[Stored data entries]

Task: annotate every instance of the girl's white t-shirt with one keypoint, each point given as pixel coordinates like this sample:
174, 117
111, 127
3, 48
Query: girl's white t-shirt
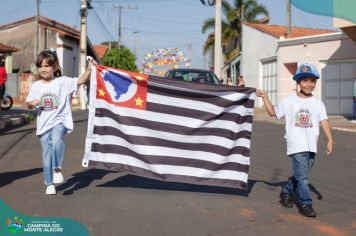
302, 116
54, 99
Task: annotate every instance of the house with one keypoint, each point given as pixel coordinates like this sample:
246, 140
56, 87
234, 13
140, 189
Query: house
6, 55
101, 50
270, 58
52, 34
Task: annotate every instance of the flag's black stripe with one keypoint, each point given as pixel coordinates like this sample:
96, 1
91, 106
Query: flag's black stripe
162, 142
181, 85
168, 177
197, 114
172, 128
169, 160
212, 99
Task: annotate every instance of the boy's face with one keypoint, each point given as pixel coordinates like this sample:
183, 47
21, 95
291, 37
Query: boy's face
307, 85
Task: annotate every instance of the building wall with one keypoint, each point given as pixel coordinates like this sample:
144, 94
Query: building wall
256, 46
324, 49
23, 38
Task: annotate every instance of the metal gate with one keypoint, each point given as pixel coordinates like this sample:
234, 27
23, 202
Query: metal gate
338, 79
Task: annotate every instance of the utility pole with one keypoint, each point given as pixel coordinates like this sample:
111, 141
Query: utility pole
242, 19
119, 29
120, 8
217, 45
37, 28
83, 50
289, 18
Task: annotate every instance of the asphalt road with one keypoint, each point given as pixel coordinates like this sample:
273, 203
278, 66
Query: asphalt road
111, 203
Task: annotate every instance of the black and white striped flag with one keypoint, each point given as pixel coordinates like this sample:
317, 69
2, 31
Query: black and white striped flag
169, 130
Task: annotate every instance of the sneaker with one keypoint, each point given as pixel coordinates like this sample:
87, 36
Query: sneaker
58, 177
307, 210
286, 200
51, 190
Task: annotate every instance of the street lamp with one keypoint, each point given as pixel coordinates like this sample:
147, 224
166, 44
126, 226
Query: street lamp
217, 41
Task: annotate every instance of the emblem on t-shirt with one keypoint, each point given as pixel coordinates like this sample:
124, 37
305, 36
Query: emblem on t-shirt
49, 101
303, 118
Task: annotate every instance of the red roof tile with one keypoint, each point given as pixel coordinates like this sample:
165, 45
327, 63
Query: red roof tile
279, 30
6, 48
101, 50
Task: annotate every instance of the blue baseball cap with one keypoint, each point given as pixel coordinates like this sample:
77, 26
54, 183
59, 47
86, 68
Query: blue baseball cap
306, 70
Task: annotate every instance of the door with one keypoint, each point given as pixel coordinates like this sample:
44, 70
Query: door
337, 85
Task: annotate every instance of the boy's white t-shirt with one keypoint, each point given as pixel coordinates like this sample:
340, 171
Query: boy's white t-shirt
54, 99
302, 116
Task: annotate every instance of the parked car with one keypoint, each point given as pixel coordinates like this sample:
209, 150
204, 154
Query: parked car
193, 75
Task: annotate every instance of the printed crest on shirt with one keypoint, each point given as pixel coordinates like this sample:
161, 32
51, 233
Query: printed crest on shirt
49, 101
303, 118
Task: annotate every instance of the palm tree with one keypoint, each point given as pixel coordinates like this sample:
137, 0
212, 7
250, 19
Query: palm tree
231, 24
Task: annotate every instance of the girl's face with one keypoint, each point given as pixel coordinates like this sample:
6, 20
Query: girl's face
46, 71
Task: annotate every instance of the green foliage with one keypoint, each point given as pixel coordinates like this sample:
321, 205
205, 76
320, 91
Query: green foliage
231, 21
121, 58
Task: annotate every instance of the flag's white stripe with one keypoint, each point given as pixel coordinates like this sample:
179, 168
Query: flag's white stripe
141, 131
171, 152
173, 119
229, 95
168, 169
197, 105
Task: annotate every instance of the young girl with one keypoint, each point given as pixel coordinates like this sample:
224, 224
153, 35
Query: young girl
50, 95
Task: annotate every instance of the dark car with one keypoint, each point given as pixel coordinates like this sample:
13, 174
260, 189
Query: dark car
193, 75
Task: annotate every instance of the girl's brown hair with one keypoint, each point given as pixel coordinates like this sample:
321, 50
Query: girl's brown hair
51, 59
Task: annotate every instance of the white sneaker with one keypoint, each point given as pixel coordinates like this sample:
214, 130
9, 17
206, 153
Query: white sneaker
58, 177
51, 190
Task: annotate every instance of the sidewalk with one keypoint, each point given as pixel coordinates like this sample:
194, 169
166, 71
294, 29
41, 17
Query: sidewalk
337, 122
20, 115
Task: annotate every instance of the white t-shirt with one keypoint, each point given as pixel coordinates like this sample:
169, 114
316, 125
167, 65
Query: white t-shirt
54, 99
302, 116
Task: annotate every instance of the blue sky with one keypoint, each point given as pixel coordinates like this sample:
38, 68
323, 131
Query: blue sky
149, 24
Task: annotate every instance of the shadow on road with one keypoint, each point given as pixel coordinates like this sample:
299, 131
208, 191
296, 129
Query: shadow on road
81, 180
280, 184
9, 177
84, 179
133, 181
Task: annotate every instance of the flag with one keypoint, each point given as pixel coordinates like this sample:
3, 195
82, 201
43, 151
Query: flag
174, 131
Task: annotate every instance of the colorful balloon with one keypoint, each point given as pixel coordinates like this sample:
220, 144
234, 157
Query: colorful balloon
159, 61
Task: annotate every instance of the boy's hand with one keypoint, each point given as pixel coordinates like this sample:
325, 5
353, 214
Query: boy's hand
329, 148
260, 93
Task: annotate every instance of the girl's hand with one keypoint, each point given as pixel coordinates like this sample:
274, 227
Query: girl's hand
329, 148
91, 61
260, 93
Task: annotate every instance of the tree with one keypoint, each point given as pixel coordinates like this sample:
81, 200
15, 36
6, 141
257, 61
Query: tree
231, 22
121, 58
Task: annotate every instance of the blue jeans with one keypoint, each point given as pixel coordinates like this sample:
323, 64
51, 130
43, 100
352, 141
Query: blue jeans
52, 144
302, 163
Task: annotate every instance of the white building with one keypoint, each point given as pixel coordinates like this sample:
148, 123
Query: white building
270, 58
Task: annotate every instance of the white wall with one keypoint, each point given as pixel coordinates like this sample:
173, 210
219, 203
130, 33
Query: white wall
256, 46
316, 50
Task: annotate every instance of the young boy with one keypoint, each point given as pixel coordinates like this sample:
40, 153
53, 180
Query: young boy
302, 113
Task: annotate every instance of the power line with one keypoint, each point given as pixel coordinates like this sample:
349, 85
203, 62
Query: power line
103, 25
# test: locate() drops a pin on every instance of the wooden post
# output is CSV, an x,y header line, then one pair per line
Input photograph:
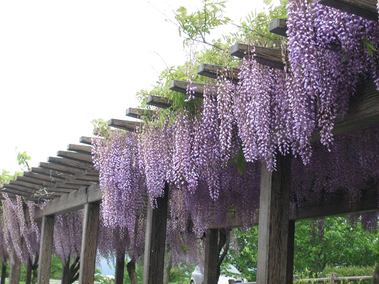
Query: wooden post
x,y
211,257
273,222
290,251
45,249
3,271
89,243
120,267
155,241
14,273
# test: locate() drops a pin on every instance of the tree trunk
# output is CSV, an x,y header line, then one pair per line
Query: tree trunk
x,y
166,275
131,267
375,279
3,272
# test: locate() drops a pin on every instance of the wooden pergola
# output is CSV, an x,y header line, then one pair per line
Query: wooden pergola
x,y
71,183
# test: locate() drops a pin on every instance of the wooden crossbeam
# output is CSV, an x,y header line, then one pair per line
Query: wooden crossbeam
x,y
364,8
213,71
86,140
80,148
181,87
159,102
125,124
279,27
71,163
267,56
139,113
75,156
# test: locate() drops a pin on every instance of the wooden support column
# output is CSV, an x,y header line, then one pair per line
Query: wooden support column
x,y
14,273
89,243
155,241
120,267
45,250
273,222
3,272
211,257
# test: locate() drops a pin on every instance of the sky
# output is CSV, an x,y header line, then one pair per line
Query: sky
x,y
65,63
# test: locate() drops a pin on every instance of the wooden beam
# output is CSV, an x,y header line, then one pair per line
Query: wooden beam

Exercise requirements. Pictures are to be left out when the entries above are repeated exactly.

Finished exercise.
Task: annotate every instance of the girl's white t-shirt with one keypoint, each point given as pixel coordinates like this sample:
174, 117
111, 127
3, 48
Query: girl's white t-shirt
302, 116
54, 99
Task: annotate every instance of the house with one keypoint, each point given as pixel coordinates like this sample:
246, 140
56, 87
234, 13
140, 189
Query: house
6, 55
101, 50
270, 58
52, 34
Task: annotate every instance of the flag's black stripe with one keypoint, each point given as pixel coordinates like this sample:
96, 1
91, 106
Query: flag's black stripe
162, 142
181, 85
168, 177
197, 114
172, 128
169, 160
212, 99
Task: annotate every instance of the boy's face with one keypoint, each point given as pixel coordinates like this sample:
183, 47
21, 95
291, 37
Query: boy's face
307, 85
Task: annotate every instance of the building wall with one keypoint, each point given as pixel coordinates like this sample:
144, 94
Query: building wall
256, 46
324, 49
23, 38
Task: annotate every instance of the metal gate with one keypoint, each point given as pixel coordinates like this sample:
234, 27
23, 202
Query: metal gate
338, 79
Task: annotate every instance of the utility pole with one keypoint, each point given as pixel coordinates like this sample:
111, 141
Query: utility pole
242, 19
119, 29
120, 8
217, 45
37, 28
83, 50
289, 18
Task: annotate every instance of the asphalt road with one keypoint, each point given as pixel coordinates like this sample:
273, 203
278, 66
Query: asphalt road
111, 203
Task: annotate every instance of the black and white striped flag with one keypoint, each point given as pixel coordinates like this sample:
317, 69
2, 31
Query: black and white striped flag
169, 130
Task: annotate every instance of the sneaker with one keypoint, each point given as pixel coordinates like this sample:
87, 36
Query: sneaker
58, 177
307, 210
286, 200
51, 190
Task: annotate every instance of the street lamp with one keypoint, each point given as pixel coordinates like this sample:
147, 224
166, 44
126, 226
Query: street lamp
217, 41
Task: annotate every instance of the emblem on t-shirt with one keypoint, each point given as pixel coordinates like this sample:
124, 37
305, 36
Query: emblem on t-shirt
49, 101
303, 118
Task: annotate every instance of the red roof tile with one keypoint, each point given as pixel coordinates like this sample:
165, 45
327, 63
Query: red roof tile
279, 30
6, 48
101, 50
Task: annotate every instance of the blue baseball cap with one keypoint, each point given as pixel coordinates like this sample:
77, 26
54, 183
59, 47
86, 68
Query: blue baseball cap
306, 70
Task: annotate every instance of the door with one keypoint, each point given as pixel coordinates like this sample:
44, 70
Query: door
337, 85
Task: annotate every instance of the boy's white t-shirt with one keypoint, each point given as pixel coordinates like this sample:
340, 171
Query: boy's white t-shirt
54, 99
302, 116
Task: annotate every instance of the parked car with one keypoint, each point given as pixel coordinates like this sample:
209, 150
204, 154
Query: parked car
193, 75
Task: annotate every instance of the printed crest on shirt with one keypoint, each point given as pixel coordinates like this sample:
161, 32
51, 233
Query: printed crest on shirt
49, 101
303, 118
Task: annotate every instance of the palm tree with one keypoint, each point given as pixel coordinates like this sample:
137, 0
212, 7
250, 19
Query: palm tree
231, 24
Task: annotate every instance of the girl's face with one keypoint, each point given as pixel coordinates like this sample:
6, 20
Query: girl's face
46, 71
Task: annotate every instance of the green foliage with one keypoint, each point given as pixel coordinates like this sample:
321, 205
205, 76
320, 91
Query: green foliage
231, 21
121, 58
Task: annotate every instance of the flag's white stripe with one keypoint, each point given as pixel coordinates like this sample:
179, 168
Query: flag's white stripe
141, 131
171, 152
173, 119
229, 95
168, 169
197, 105
Task: annotate every instance of the young girl with one keypoint, each point given as pixel coordinates like this sample:
224, 224
153, 35
Query: young girl
50, 95
Task: annotate every instance of the dark car with one keypoint, each point given as pixel coordinates like this sample:
13, 174
260, 189
Query: dark car
193, 75
Task: annotate every instance of the girl's brown hair with one keypoint, each point given as pixel coordinates like this sample:
321, 50
Query: girl's brown hair
51, 59
Task: annotate every instance of the white sneaker with one keypoint, each point given as pixel coordinates like this sample:
214, 130
9, 17
206, 153
Query: white sneaker
58, 177
51, 190
Task: annotate every instance of the sidewalk with one keypoint, each point given as pixel coordinates like this sample:
194, 169
166, 71
294, 29
41, 17
Query: sidewalk
337, 122
20, 115
Task: annotate every instance of the white t-shirt with one keypoint, each point given as pixel coordinates like this sample:
169, 114
316, 125
167, 65
Query: white t-shirt
54, 99
302, 116
Task: annotate every instance of the blue sky with one keypoint, each point given as pixel coordinates like this sample:
38, 68
323, 131
Query: blue sky
149, 24
Task: annotate every instance of the shadow on road with one keypoint, each point given as pixel coordinates like this sample:
299, 131
208, 191
296, 129
Query: shadow on road
81, 180
280, 184
9, 177
84, 179
133, 181
Task: annotate every instance of the flag with one keypoint, each point given as pixel coordinates like this sample:
3, 195
82, 201
43, 151
Query: flag
174, 131
Task: annotate every instance of the colorful balloon with one keypoint, each point given as pixel coordinates like this sample:
220, 144
234, 157
Query: colorful balloon
159, 61
Task: annotate every instance of the boy's hand with one keypoint, each point given as pixel coordinates like this sample:
325, 5
353, 214
Query: boy's hand
329, 148
260, 93
Task: annotate every instance of the girl's hand with one keypoint, each point given as pixel coordinates like this sample:
274, 227
Query: girl's hand
329, 148
91, 61
260, 93
Task: annotate every instance of the tree with one keypoint, each point given as pixel coordinates like this sample:
81, 200
15, 36
6, 141
257, 61
Query: tree
231, 22
121, 58
Task: annotate every instance of the blue jeans with one keypoint, each point given as pixel coordinates like this sample:
323, 64
51, 130
43, 100
352, 141
Query: blue jeans
52, 144
302, 163
Task: annotate every instance of the white building with one keypoint, each point given as pixel coordinates like this sample:
148, 123
Query: white building
270, 58
Task: annotate every instance of the white wall with one keypoint, each point given as pixel coordinates like this sample:
173, 210
219, 203
130, 33
Query: white wall
256, 46
316, 50
Task: annotate every instance of the young boy with one keypoint, each point given as pixel coordinates like this sample:
40, 153
53, 180
Query: young boy
302, 113
Task: annotate every instance of the power line with one keypoint, each point given as pixel coordinates like this sample:
349, 85
203, 62
Query: power line
103, 25
# test: locate() drops a pin on every instance of the wooden post
# output is CSV, an x,y header line, then one pair per line
Input photograph:
Query: wooden post
x,y
211,257
273,222
290,251
45,249
3,271
89,243
120,267
155,241
14,273
# test: locate() drops a pin on every instance of the tree trunk
# output is CSV, an x,y header line, then one pair per line
Query: tree trunk
x,y
166,275
131,267
375,279
3,272
# test: locate() drops a pin on every instance of the wooden pergola
# output is CSV, an x,y header line, then one pair per line
Query: wooden pergola
x,y
71,183
# test: locate() drops a pin on every instance of the wooden crossbeam
# output is CSV, an x,y header line, then one pair per line
Query: wooden crossbeam
x,y
364,8
213,71
86,140
80,148
181,87
159,102
125,124
279,27
71,163
267,56
139,113
75,156
# test: locate() drops a pin on every instance of the wooden support column
# output is CSV, an x,y header line, then one pair per line
Query: wooden support column
x,y
14,273
89,243
155,241
120,267
45,250
273,222
3,272
211,257
# test: locate() drops a pin on every instance of the sky
# output is CSV, an x,y header line, then one pair per line
Query: sky
x,y
65,63
# test: locate() drops a pin on every instance of the wooden beam
# output is CSV, an x,y header line, then one pair per line
Query: wooden beam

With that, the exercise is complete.